_Directives:_
1) On what date was the school described in the Vajiravudh College passage founded?
2) Write the next part of the passage on Vajiravudh College, beginning after its final sentence.

Vajiravudh College is a private all-boys boarding school located at 197 Rajvithi Road, Dusit, Bangkok 10300 Thailand. The school was established by Phra Mongkut Klao Chaoyuhua - King Rama VI who is also known as King Vajiravudh. It was originally named the Royal Pages College (in Thai: Ma-had-lek-luang) then the king shifted Thai King College students to Royal Pages College and rename it as Vajiravudh College. 
In the college, the students are accommodated in houses (Ka-na) which are generally in primary and secondary education houses. The primary students stay in 3 houses called Sanamchan, Nandhauthayan, and Saranrom. The secondary students are divided into 6 houses called School House, Dusit House, Chitlada House, Phyathai House, Chongruk-Bhakdi House, and Saksri-Mongkol House. Overall, the college supports students to balance sports and music or arts activities with academic education. 
Normally, boys enter the school at Prathom 4 (Year 5) and stay on until they finish high school - Mathayom 6 (Year 13).

Royal Policy

The royal policy of His Majesty King Rama VI, the founder, was
"In the Royal Pages Colleges, what I want is not so much to turn out model boys, all of the same Standard, all brilliant “Madhayom” Scholars with thousands of marks each, as to turn out efficient young men, young men who will be physically and morally clean, and who will be looking forward keenly to take up whatever burden the future may lay upon them. I do not want a monument of learning who have passed all your exams with flying colours. I do not want a walking school book. What I want are just manly young men, honest, truthful, clean in habit and thoughts; and I would not break my heart about

it if you told me that such or such a fellow writes with difficulty, can't do compound fraction, or does not know any geometry if I only knew that he has learned enough at my school to know the difference between true manliness and effeminacy. I never want again to hear “clever” people complaining that "ปัญญาท่วมหัวเอาตัวไม่รอด".

At the Mahadlek College, what I want is that Education should mean the turning of a boy into a fine young man and a good citizen, not to crush out all individuality under the weight of Syllabus and System! and I want Education to be interesting to the boys so that they would in later days be able to look back upon School life as something peculiarly pleasant to have passed through. My College is not to be compared to other schools, where the aim is different. If I had wanted just the ordinary kind of school, I would have founded a day school, not a boarding one."

History

The school was founded on 29 December 1910 to provide education but also as a "reign monastery". Normally, the King would build a temple as his reign monastery, but because as there were already many temples the King decided to build a school instead based on the system of Public School in England.

In establishing, His Majesty donated his wealth to build a temporarily wooden study building on his land at Suan Krajung near Khlong Prem Prachakon at Dusit district. Then moved in the Royal Pages's students which were temporarily located near Brahman ceremony hall in Royal Palace on 11 June 1911. Then later in 1915, His Majesty donated his wealth to build a permanent Royal Pages's study building, which was composed of an assembly hall and four houses at the four corners of the school. Then His Majesty set the first stone on 20 December 1915, then in 1916 Ratchavittayaluy from the Ministry of Justice was moved onto his caring. His Majesty also established Chiang Mai Royal Pages College at Chiang Mai in 1917. Now the college in Chiang Mai is known as Yupparaj Royal's College.

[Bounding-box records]

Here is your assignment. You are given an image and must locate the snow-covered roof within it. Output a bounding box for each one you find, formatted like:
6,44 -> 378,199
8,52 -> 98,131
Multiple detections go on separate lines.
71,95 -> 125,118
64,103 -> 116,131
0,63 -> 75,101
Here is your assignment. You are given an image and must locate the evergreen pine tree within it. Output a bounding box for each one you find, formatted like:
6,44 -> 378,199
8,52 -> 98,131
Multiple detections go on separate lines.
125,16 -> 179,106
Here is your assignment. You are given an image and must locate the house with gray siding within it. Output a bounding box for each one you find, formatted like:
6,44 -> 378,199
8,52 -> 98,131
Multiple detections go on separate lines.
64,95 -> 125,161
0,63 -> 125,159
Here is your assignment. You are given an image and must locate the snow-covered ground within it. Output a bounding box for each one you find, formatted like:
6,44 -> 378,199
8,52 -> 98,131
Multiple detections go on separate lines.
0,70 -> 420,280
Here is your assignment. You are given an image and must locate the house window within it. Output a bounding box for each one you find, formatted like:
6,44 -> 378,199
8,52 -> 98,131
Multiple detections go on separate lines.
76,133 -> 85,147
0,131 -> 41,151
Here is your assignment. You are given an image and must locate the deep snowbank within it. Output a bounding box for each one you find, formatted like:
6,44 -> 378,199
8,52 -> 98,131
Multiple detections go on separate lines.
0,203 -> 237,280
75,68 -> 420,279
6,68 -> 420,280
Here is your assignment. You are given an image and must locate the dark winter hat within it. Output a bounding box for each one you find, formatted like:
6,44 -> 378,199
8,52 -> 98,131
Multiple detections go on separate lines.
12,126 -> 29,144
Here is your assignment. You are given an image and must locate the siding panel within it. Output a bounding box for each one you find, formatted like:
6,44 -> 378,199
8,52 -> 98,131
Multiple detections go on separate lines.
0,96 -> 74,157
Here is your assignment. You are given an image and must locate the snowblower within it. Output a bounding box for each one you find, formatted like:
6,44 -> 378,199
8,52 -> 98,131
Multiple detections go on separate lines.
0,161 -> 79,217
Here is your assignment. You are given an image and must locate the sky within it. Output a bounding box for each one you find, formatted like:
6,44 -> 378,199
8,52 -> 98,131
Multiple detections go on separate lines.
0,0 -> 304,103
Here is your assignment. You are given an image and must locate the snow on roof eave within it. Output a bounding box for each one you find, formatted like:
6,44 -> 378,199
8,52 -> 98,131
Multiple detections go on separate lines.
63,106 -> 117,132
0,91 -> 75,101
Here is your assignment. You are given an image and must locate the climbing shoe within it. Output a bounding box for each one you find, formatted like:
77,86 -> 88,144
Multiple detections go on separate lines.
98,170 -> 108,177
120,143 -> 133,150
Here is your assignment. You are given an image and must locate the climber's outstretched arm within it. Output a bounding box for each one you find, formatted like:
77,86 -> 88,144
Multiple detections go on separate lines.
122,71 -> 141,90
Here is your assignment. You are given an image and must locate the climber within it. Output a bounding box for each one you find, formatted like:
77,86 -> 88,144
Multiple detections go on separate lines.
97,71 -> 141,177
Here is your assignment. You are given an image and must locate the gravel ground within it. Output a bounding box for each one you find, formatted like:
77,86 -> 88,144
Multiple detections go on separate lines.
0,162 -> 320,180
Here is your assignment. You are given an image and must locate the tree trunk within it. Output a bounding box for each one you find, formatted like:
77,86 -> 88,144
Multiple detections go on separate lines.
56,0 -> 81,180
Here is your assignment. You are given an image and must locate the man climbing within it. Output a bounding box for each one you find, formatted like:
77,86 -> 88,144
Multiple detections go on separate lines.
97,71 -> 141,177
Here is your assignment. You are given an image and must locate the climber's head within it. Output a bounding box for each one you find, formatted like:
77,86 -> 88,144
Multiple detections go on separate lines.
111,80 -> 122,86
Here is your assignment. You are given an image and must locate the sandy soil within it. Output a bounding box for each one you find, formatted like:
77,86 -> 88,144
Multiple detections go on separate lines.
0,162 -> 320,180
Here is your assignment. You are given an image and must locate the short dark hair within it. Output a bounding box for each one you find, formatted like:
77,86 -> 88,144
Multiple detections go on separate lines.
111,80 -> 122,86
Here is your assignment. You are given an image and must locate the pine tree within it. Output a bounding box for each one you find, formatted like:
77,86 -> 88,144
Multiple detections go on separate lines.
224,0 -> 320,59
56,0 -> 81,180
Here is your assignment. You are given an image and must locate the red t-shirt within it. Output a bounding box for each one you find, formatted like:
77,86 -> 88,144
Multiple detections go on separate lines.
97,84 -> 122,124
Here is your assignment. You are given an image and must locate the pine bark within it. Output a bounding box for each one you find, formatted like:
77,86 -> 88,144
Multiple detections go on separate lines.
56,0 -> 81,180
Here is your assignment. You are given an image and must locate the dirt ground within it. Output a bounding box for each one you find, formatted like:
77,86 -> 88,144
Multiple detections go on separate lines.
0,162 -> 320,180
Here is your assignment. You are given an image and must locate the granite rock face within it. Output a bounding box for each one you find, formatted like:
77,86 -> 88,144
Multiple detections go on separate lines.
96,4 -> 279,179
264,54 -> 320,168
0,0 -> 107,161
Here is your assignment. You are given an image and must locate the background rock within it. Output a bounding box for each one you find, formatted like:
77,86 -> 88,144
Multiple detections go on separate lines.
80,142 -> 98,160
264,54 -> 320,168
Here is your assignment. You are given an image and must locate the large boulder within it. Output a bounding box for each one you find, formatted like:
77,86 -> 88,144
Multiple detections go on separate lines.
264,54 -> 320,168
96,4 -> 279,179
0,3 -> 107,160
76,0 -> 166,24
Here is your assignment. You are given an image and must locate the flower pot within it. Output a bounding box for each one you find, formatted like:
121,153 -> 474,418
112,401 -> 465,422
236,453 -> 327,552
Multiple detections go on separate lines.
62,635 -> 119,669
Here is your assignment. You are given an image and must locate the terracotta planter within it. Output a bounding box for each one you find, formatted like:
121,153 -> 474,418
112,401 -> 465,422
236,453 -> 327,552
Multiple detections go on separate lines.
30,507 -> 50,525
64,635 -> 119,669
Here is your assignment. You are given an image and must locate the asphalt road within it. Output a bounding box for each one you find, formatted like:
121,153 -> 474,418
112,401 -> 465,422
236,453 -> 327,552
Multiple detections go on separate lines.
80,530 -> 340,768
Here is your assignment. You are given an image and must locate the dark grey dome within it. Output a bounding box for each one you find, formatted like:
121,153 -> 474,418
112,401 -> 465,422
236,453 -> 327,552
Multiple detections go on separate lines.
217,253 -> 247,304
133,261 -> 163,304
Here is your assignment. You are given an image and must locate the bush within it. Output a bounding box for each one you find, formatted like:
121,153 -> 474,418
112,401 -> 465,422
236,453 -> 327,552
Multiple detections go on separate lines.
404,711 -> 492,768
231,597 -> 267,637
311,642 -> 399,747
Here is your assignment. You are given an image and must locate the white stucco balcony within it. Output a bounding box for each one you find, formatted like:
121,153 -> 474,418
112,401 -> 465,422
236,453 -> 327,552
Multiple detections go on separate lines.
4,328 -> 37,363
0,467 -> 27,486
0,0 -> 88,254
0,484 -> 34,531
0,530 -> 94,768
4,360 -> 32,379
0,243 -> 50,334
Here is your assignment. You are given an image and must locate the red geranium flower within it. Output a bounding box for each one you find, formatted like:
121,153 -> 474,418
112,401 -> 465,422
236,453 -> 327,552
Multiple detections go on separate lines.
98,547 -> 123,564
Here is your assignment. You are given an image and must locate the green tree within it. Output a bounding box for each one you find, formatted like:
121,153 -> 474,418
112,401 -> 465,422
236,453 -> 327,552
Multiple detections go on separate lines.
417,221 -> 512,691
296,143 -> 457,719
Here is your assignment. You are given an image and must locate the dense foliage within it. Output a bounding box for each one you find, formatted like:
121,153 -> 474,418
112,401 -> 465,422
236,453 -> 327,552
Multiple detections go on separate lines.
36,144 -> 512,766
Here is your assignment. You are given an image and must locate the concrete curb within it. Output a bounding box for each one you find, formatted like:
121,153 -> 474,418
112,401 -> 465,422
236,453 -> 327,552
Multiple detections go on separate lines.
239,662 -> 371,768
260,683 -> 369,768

_Outputs:_
1) 29 December 1910

2)
The expansion of this school was stopped by the heavenly rest of Phra Mongkut Klao Chaoyuhua King Rama VI on 25 November 1925. In the next reign Siam (the name of Thailand at that time,) was having economic problems, caused Phra Pokklao Chaoyuhua Rama VII to cut His Majesty's expenses. To keep the country's money in balance, His Majesty decided to close Royal Pages College and King's College (in Thai Ra-ja-vi-ta-ya-lai) and merge them all with  Royal Pages College in Bangkok in 1926. Then His Majesty gave the school a new name, Vajiravudh College, in the honor of Phra Mongkut Klao Chaoyuhua, King Rama VI or King Vajiravudh.

Admissions

Vajiravudh College is a leading boarding school in Thailand that would provide general education from primary to secondary level, including moral training in the style of British public schools. A board of directors was founded to manage the school, and this tradition continues to the present day.

The all-boys boarding is also exclusive for boys. Here, the school introduces more discipline something like military boarding style so that they can really change themselves to become responsible citizens in the future. The school provides students with high standards of academic instruction, opportunities for service to others, and a well-rounded program of activities directed toward the development of their skills, talents, and self-confidence for lifelong learning. Its facilities provide students with ample scope for supervised leisure and sport as well as studies. The school prepares students to become leaders in meeting the ever-changing needs of the world and equips them with the knowledge to face challenges in a cross-cultural environment.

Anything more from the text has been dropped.